Task prompt:
Among the lines of the material, copy those that hold the string "marking".

Given data:

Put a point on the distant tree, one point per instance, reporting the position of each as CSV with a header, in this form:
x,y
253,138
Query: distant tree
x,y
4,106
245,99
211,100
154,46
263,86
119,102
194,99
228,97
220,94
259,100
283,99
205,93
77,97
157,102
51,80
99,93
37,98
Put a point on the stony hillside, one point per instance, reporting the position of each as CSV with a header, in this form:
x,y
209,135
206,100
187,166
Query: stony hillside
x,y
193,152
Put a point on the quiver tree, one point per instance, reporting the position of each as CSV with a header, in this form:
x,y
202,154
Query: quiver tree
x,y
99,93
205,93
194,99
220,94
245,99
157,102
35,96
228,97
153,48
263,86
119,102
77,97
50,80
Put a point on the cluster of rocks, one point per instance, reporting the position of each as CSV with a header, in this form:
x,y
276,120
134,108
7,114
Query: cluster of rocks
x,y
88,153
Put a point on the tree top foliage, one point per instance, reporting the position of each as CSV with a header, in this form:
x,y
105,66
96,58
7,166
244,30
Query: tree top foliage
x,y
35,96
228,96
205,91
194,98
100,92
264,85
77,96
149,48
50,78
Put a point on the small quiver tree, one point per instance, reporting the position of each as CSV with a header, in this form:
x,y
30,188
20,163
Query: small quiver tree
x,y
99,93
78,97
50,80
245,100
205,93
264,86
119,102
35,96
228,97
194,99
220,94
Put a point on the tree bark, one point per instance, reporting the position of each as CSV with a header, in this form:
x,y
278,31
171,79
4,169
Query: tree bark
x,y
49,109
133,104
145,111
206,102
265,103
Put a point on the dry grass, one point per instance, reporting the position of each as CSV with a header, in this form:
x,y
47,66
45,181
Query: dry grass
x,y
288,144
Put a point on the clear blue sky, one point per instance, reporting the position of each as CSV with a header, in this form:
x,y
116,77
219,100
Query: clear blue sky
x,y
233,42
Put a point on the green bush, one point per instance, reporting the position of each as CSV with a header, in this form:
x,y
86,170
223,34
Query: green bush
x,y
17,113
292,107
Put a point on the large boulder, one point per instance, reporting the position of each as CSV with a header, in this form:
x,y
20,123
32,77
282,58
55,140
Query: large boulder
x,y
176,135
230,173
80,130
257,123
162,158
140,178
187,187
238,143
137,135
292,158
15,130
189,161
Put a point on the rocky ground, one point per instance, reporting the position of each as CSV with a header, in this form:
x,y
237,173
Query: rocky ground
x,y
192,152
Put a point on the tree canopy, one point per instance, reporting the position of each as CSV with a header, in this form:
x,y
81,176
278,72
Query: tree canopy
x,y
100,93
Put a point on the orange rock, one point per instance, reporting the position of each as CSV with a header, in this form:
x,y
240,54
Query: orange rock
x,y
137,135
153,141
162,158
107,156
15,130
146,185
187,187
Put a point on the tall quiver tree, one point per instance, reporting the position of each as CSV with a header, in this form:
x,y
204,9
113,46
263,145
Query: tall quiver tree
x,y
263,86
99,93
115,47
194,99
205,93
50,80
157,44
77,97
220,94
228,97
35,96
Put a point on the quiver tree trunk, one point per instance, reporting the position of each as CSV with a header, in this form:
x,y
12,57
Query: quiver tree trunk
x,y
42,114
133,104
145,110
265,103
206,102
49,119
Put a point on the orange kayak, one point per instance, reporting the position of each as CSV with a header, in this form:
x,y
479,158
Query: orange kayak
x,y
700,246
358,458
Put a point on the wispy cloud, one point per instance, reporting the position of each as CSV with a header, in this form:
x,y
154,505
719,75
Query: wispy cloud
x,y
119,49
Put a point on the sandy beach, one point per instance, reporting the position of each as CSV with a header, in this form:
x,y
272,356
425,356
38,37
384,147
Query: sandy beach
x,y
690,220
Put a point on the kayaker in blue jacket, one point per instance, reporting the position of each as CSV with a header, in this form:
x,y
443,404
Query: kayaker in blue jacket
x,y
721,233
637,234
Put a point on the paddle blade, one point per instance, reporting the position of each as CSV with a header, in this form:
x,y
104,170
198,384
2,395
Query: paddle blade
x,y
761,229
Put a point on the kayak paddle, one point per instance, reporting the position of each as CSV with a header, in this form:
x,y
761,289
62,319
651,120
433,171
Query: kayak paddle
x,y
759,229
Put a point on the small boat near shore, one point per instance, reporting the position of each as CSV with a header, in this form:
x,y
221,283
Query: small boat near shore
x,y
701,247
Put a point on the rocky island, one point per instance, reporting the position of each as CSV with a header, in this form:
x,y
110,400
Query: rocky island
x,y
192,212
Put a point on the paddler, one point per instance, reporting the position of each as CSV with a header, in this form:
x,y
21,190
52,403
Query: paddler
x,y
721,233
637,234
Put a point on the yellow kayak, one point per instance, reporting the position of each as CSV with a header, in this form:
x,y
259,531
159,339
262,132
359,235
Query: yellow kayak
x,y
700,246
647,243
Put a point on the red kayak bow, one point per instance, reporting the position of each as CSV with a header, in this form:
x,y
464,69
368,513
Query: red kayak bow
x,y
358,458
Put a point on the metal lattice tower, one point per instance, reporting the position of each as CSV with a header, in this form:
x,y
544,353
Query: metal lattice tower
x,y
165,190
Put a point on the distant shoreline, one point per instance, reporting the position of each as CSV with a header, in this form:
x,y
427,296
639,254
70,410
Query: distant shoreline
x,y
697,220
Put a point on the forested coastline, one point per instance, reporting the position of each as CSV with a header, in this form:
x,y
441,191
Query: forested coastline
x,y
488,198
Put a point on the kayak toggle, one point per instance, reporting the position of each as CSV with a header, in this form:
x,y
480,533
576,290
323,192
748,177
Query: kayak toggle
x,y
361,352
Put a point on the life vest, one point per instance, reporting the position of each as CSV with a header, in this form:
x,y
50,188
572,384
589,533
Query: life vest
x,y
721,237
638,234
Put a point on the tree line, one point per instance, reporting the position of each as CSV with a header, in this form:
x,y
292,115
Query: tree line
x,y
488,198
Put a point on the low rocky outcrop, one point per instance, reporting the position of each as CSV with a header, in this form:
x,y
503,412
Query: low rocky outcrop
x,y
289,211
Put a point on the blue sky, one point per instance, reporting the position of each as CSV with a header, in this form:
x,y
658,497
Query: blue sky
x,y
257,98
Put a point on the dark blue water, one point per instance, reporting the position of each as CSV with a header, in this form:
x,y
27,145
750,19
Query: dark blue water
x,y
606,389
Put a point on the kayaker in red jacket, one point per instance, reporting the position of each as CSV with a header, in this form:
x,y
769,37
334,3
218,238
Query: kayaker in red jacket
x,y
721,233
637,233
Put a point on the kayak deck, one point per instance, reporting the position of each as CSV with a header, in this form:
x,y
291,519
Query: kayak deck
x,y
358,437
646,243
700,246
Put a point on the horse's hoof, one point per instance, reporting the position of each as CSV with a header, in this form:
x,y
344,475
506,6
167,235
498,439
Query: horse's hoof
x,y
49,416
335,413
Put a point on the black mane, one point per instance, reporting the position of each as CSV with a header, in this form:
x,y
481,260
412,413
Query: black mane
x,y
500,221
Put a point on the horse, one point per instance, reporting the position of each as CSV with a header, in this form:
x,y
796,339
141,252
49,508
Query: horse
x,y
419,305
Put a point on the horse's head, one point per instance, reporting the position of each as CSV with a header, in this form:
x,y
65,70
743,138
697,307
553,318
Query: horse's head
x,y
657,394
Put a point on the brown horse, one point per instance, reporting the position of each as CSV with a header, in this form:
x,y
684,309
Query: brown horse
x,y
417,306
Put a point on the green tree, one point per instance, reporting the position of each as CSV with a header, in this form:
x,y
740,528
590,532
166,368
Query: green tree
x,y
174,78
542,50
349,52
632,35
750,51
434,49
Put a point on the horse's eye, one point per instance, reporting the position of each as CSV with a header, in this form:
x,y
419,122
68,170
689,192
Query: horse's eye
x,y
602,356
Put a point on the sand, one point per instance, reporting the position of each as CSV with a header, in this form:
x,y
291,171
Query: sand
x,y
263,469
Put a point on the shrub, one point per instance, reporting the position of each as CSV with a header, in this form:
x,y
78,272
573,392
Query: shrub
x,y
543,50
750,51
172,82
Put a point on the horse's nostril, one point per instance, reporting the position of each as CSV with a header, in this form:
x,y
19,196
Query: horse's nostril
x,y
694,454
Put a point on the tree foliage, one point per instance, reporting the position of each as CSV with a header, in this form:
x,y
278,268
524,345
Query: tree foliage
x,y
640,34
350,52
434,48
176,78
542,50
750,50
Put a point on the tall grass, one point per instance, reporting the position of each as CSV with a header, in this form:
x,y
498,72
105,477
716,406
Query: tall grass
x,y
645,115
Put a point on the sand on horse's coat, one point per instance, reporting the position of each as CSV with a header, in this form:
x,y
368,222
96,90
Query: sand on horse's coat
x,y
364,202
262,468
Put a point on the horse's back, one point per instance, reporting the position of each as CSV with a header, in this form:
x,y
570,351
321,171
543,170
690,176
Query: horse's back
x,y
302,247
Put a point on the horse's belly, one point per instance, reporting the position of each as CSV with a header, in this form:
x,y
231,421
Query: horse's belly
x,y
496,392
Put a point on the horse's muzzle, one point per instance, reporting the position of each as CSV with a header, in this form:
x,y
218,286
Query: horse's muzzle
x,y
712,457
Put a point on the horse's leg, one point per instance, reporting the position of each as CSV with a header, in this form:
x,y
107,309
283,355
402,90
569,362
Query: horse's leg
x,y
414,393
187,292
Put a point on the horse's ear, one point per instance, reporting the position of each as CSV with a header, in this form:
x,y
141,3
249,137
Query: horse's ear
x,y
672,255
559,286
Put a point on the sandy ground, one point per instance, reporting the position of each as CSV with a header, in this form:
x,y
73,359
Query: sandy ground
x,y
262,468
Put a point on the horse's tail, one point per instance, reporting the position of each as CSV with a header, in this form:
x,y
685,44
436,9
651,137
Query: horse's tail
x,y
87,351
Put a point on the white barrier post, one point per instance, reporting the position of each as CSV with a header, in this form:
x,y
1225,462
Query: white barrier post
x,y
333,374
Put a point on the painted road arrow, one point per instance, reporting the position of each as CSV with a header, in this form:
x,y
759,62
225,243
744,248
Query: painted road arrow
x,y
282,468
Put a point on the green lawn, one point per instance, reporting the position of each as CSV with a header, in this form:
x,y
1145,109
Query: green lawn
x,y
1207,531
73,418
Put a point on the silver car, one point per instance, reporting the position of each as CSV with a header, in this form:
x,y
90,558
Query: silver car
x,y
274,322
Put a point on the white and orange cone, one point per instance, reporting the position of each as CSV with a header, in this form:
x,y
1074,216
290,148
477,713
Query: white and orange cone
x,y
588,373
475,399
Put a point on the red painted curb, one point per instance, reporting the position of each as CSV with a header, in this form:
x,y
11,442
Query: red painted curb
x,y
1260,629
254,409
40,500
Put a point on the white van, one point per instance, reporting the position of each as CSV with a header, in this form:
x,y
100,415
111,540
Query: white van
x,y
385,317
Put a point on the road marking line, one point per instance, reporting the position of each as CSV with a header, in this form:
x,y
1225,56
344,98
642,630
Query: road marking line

Solution:
Put a point on the road marking line, one point per instance, reporting the position of each as CSV with a header, in this form:
Query: road marking line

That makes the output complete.